**Problem 1:**
In the barley soup post, shorten the paragraph that begins "We made a simple soup" while keeping its main facts.
**Problem 2:**
Carry the barley soup post forward from the point where it stops.

**Source text:**
^^^^^^^^^^^^^^^^
Tag Archives: barley

Vegetable Barley Soup (with Chicken)

Vegetable Barley Soup

It’s Friday once again!  Where does the time go?  I was concerned that this week’s French Fridays with Dorie recipe would fall inappropriately on a warm Spring day, but luckily (for the soup, anyway) our weather cooled off quite a bit this week.

We made a simple soup called Vegetable Barley Soup with the Taste of Little India.  The “taste of Little India” comes from the spices: ginger, turmeric, and garam masala.  The rest of the ingredients are very basic: onion, carrots, parsnips, garlic, barley, and chicken broth.  After Trevor (of Sis Boom Blog!) mentioned on Facebook that he wished he had added chicken, I decided that chicken was something we needed.  I simmered two small boneless, skinless chicken breasts with the rest of the soup and chopped them up when they were cooked.
^^^^^^^^^^^^^^^^
**Data under study:**
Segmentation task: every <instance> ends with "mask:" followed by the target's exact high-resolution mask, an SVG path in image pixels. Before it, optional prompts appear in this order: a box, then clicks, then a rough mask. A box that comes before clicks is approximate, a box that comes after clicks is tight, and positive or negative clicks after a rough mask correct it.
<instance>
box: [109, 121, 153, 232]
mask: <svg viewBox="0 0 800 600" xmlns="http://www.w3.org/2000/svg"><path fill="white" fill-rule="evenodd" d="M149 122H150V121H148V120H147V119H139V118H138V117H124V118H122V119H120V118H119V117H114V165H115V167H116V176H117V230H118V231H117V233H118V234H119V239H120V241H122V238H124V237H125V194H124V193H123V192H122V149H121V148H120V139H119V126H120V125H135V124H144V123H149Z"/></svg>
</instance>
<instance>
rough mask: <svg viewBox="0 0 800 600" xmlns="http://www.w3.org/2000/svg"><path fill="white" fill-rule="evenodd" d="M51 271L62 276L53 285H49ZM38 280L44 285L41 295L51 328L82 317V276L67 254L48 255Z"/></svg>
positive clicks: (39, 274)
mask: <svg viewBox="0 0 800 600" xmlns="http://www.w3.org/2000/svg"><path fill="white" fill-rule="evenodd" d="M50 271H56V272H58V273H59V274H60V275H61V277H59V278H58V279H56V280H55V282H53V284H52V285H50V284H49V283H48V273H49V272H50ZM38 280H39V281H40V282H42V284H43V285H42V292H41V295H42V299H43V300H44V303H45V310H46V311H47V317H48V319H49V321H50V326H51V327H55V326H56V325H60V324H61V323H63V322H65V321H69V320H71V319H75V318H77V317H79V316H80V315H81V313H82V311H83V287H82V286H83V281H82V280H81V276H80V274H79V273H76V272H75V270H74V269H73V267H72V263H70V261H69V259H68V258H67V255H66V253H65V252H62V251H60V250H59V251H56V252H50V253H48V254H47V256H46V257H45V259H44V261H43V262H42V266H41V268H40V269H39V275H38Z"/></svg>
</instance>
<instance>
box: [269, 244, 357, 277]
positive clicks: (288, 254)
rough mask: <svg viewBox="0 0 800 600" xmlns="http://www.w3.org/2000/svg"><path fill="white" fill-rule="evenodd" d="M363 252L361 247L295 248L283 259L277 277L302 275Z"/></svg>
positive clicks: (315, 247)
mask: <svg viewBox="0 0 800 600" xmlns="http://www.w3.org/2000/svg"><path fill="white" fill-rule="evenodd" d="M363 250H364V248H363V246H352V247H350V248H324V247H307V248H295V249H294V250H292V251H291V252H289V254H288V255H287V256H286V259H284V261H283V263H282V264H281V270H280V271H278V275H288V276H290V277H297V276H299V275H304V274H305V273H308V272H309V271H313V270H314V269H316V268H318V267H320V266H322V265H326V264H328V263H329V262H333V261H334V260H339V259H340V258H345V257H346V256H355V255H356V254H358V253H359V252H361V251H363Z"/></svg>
^^^^^^^^^^^^^^^^
**Answer space 1:**
The soup was Vegetable Barley Soup with the Taste of Little India. Its Indian flavor comes from ginger, turmeric, and garam masala. The other ingredients are basic: onion, carrots, parsnips, garlic, barley, and chicken broth. Trevor of Sis Boom Blog said on Facebook that he wished he had added chicken. So two small boneless, skinless chicken breasts were simmered with the soup and chopped once cooked.

**Answer space 2:**
Veggie-Barley Soup with Chicken

We enjoyed this hearty, yet light, soup.  I was happy with my choice to add the chicken.  Next time I would use a little less ginger; I felt the flavor was a bit too strong.  I was looking forward to seeing if the flavors mellowed a bit after an overnight rest in the fridge, but unfortunately I accidentally left the pot of soup out on the stove overnight.  Quite frustrating, as I hate to waste that much food!

This would be a great recipe to use when you need to “clean out the fridge”.  Many vegetables and meats would work well with the barley and spices.

I will be out of town next week visiting my family in Seattle for Spring Break, so I won’t be making next week’s recipe, and I might not be able to comment on other soup posts.  However I did make a catch-up recipe this week that I will be sharing with you next Friday!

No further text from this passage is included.